== TASK INPUT ==
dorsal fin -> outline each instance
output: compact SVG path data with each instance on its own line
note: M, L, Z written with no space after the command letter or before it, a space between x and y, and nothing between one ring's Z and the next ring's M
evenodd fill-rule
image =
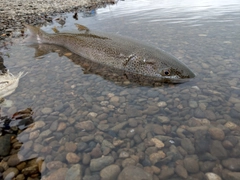
M59 33L59 30L57 29L56 26L54 26L54 27L52 28L52 30L53 30L53 32L55 32L55 33Z
M86 26L83 26L81 24L75 23L75 26L78 28L79 31L85 31L85 33L89 32L89 29Z

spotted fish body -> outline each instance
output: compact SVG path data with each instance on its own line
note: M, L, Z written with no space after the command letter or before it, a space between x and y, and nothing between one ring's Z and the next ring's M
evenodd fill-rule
===
### DESCRIPTION OF THE TASK
If pictures appear in the data, omit them and copy all other parts exactly.

### WRITTEN REPLY
dorsal fin -> outline each instance
output: compact SVG path data with each instance on its own line
note: M, L, Z written with no space after the command letter or before it, a space between x and y, and nothing between one ring's Z and the next ring's M
evenodd fill-rule
image =
M59 33L59 30L57 29L56 26L54 26L54 27L52 28L52 30L53 30L53 32L55 32L55 33Z
M86 26L83 26L81 24L75 23L75 26L78 28L79 31L85 31L85 33L89 32L89 29Z

spotted fish body -> outline each instance
output: compact SVG path data with each instance on its own line
note: M, L, Z written with no space after the command letter or before it, a space between x and y, and nothing between one ring's Z and the next ring's M
evenodd fill-rule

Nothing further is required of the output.